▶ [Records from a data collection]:
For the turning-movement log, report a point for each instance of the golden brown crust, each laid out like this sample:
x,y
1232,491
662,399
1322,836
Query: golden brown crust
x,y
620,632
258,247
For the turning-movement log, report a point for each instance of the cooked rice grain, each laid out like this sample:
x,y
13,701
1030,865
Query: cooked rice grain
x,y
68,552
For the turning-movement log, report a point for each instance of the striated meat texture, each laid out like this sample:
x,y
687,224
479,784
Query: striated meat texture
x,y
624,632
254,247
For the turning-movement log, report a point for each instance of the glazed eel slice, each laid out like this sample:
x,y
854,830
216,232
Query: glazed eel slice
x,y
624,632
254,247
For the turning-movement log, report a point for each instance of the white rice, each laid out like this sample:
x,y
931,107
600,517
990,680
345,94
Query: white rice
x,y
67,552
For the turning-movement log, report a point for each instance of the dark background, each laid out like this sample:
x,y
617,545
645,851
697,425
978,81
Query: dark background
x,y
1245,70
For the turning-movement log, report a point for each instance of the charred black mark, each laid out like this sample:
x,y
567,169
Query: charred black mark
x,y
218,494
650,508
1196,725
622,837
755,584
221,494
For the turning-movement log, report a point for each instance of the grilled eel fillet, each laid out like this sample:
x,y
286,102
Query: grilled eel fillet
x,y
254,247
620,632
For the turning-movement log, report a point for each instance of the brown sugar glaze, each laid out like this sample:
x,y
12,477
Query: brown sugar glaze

▶ [SHORT EXERCISE]: Can you write out the lines again, starting at the line that contains "of the striated" and stopping after the last line of the records, swapping "turning-movement log" for "coordinate log" and keeping everything else the same?

▶ [COMPLETE ANSWER]:
For the coordinate log, report a point for each instance of the striated meat texture, each laid out like this sample:
x,y
687,224
479,784
Query: striated meat texture
x,y
624,632
254,247
For the coordinate log, report a point for each instance of the glazed eel slice, each laid out like this sample:
x,y
854,830
216,232
Query: glazed eel slice
x,y
624,632
254,247
For the coordinate log, report a point for each instance of the white rice, each laid out like this sample:
x,y
931,107
600,517
990,680
345,94
Query: white rice
x,y
67,552
For the coordinate log, report a point for each instance of the dark background, each laid out like this sample:
x,y
617,545
645,851
697,425
978,81
Query: dark background
x,y
1245,70
For the coordinate log, report a point for each instance of the charred black mark, each laid out like this sample:
x,y
567,169
Query: charred black mark
x,y
218,494
650,508
1196,725
622,837
755,584
221,494
For the coordinate log, report a point for each instance of the grilled eel fillet, each laid out like this sample:
x,y
286,102
Query: grilled eel fillet
x,y
254,247
620,632
For the coordinate log, report a point for each instance of the brown sugar glaze, each laid out like this sample:
x,y
12,477
Query: brown sugar glaze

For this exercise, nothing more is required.